What you will do »
1) Write out the passage about Julie and AmaElla word for word, from "Julie discussed the" to "costing more money.".
2) From the AmaElla text, list each practice Julie is said to follow, beginning with "she has visited the factories" and ending with "detailing the company's story in their website."
3) Pick up the text about Julie and AmaElla after its last sentence and keep writing it.

Text to read »
++++++

Julie discussed the pitfalls of starting up a new small business with Roberta: the need to be resilient because everything that could go wrong, will go wrong! She described the challenges of finding factories to work with when she wasn't an established brand and wanted smaller minimum orders than high street shops, and the technicalities of textile manufacturing that can lead to product development taking longer and costing more money.
Ethical and sustainable business practices are at the heart of AmaElla for Julie: she has visited the factories she uses for manufacturing, and has checked every aspect of the supply chain, so she knows that every piece of trim on her products has been sustainably sourced. She operates a paperless office, and even cycles to work! She uses official organic cotton certifications for her products, and keeps consumers informed by detailing the company's story in their website. She is hopeful for the future of fashion, and described her dream of an industry where far more products are made to order (similar to the pre-order model of a crowdfunded collection) so fewer materials are wasted, and less unwanted clothing ends up in landfill.

++++++

Records shown »
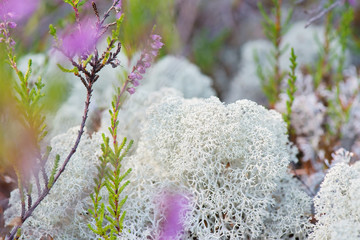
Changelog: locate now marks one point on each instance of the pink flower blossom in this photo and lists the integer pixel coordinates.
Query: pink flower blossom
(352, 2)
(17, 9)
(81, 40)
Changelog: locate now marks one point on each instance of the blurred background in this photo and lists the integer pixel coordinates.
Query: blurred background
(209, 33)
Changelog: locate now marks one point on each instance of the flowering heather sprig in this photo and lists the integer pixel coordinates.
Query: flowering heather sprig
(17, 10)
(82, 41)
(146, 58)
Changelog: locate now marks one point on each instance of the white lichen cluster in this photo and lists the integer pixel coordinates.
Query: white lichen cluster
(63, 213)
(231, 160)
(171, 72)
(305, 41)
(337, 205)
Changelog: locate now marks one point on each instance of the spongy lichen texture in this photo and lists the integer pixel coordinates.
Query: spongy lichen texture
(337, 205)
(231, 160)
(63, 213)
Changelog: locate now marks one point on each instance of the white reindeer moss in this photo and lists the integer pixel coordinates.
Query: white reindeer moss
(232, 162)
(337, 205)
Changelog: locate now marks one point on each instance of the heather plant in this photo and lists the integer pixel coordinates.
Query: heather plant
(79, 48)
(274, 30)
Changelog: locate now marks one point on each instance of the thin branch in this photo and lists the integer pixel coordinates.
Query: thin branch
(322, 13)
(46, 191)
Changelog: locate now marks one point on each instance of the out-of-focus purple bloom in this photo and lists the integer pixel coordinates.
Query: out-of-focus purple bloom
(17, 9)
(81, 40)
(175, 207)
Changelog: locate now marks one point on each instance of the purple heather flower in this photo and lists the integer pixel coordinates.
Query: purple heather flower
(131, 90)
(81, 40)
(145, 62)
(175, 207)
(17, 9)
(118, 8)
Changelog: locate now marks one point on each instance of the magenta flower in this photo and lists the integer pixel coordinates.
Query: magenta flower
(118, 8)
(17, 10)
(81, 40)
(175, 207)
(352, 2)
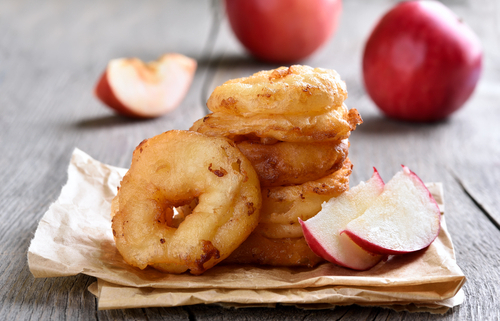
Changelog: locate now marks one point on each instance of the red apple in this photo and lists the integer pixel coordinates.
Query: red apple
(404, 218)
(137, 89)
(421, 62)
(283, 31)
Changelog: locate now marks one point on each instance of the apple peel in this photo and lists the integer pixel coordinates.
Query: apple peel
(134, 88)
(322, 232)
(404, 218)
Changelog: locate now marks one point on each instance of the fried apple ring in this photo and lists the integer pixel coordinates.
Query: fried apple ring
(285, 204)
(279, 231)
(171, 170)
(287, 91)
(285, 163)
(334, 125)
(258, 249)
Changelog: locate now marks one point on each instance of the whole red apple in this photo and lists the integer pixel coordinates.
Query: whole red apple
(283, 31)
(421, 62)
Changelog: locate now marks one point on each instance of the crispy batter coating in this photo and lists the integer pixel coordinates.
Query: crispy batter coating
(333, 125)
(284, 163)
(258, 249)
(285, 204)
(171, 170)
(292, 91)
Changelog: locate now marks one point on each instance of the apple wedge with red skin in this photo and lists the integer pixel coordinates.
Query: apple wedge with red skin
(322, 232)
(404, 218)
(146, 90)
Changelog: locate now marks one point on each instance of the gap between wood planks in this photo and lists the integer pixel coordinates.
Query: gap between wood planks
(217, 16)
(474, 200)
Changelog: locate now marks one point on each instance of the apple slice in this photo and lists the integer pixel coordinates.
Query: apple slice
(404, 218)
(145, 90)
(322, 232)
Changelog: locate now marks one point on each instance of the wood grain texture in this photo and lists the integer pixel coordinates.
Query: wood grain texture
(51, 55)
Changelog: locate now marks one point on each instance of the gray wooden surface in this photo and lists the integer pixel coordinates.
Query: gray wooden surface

++++++

Outputs by task »
1)
Julie discussed the pitfalls of starting up a new small business with Roberta: the need to be resilient because everything that could go wrong, will go wrong! She described the challenges of finding factories to work with when she wasn't an established brand and wanted smaller minimum orders than high street shops, and the technicalities of textile manufacturing that can lead to product development taking longer and costing more money.

2)
- She has visited the factories she uses for manufacturing.
- She has checked every aspect of the supply chain.
- She operates a paperless office.
- She cycles to work.
- She uses official organic cotton certifications for her products.
- She keeps consumers informed by detailing the company's story on the website.

3)
We also heard from Charlie Ross, the founder of Offset Warehouse, who was shocked to learn the realities of the fashion industry while watching a documentary as part of her fashion degree. She wanted the fabrics she used and the clothes she made to be beautiful, but she knew that couldn't come at the expense of people or the environment. On top of her regular studies, she began to research the textile industry, to find out how and where she could source fabrics that had been manufactured without exploiting anyone. At the end of her degree she put her research online, and was amazed by the response it got; she was inundated with requests for help with buying ethical fabrics. Often these would-be customers wanted fashion forward fabrics in smaller amounts, so realising how much her expertise was needed, she set up Offset Warehouse. Roberta emphasised how important good fabrics are when it comes to making desirable clothes, but it is often the area of fashion that we think about the least. Charlie agreed; as well as sourcing ethical fabrics that don’t compromise on beauty, she is also obsessed with new fibres and the technology behind them. Surprisingly, H&M is the biggest buyer of reconstituted polyester and organic cotton (although it’s still only a small percentage of their total output), and zip manufacturer YKK is using reconstituted plastic in its products. In order to ‘close the loop’ of production and stop waste going to landfill, new fabrics are being developed using coffee grounds, banana fibre, reconstituted microfibres (from the washing of polyester) and even hagfish slime: the secretions of a deep sea creature that has elastic properties!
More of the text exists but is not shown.